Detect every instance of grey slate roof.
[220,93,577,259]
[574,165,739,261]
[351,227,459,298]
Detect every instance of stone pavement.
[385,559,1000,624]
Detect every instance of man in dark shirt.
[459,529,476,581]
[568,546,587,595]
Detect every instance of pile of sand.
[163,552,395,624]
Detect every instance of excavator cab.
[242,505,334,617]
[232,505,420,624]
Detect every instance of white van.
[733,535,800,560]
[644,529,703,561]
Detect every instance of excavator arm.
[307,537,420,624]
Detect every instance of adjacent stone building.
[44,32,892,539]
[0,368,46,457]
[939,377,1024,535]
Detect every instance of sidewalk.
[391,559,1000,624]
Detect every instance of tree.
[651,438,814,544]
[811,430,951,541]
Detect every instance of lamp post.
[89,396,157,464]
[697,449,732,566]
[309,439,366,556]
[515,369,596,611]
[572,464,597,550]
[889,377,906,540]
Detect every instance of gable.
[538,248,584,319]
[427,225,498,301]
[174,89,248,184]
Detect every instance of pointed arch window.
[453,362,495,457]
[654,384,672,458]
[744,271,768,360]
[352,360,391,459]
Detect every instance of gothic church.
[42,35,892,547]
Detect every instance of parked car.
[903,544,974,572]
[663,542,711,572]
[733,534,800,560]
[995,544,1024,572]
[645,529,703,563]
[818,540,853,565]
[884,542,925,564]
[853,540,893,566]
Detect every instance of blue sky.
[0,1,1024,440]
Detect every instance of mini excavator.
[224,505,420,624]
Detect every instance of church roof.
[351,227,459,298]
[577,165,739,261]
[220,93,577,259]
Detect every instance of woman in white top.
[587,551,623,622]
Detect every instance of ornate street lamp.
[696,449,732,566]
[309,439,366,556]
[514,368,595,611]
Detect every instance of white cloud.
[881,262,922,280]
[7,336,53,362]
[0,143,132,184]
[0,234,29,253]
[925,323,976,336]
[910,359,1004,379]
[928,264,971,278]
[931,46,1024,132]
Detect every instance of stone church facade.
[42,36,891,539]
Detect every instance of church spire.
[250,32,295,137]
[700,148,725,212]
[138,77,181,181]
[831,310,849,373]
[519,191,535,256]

=====

WHAT IS EXPECTED: Reproduce every line of the records above, requests included, and scale each bounding-box coordinate in the answers by 0.6, rounding to whole numbers with halves rounded up.

CORRECT OUTPUT:
Detect every instance of grey slate roof.
[132,56,346,155]
[344,99,443,157]
[211,136,275,179]
Detect every instance of stone pavement.
[231,335,600,374]
Detect every instance of man in dark shirt.
[275,317,286,349]
[341,328,352,357]
Detect every instance of pile of sand.
[98,331,237,374]
Detect every instance of excavator cab.
[145,303,200,370]
[139,303,252,374]
Detect every instance of white van.
[440,321,480,336]
[386,317,422,337]
Detect every instance of excavator arm.
[184,322,252,374]
Detect every instance of adjacent stone building.
[26,19,535,323]
[0,221,28,274]
[563,226,614,321]
Detect every instance of sidewalk.
[235,335,600,374]
Detect every instance of tree.
[391,263,488,326]
[487,258,571,325]
Detect every instance of lamp post.
[53,238,94,278]
[418,269,439,340]
[185,263,220,334]
[309,221,358,367]
[343,278,358,330]
[533,226,544,324]
Detect every instance of gable.
[323,149,350,191]
[256,135,299,181]
[104,53,149,110]
Detect every instance of pointed arch window.
[272,217,297,274]
[392,230,403,275]
[446,163,461,216]
[211,216,235,275]
Detect every instance of gothic church.
[25,21,535,328]
Detect every instance of parked car.
[542,326,584,343]
[398,325,427,343]
[440,320,480,336]
[597,326,614,343]
[387,317,422,338]
[491,324,512,339]
[530,325,555,338]
[512,324,536,340]
Detect every instance of blue sky.
[0,1,614,264]
Detect every instance of mini excavator.
[134,303,252,374]
Detect every instance of church roof.
[211,136,275,179]
[346,99,443,157]
[132,56,346,155]
Detect every instance of woman in white top.
[352,331,374,373]
Detect every instance of ornate street lamp.
[418,269,439,340]
[185,263,220,334]
[308,221,357,367]
Detect every instance of white cloud.
[529,157,553,168]
[4,202,32,217]
[0,86,79,110]
[0,140,17,152]
[555,194,586,202]
[546,215,602,227]
[557,158,583,167]
[559,28,614,79]
Detect every instance of stone church facade.
[25,22,535,323]
Detect every instance of church spire.
[150,19,177,82]
[420,89,435,127]
[83,46,109,109]
[499,186,509,224]
[311,115,321,154]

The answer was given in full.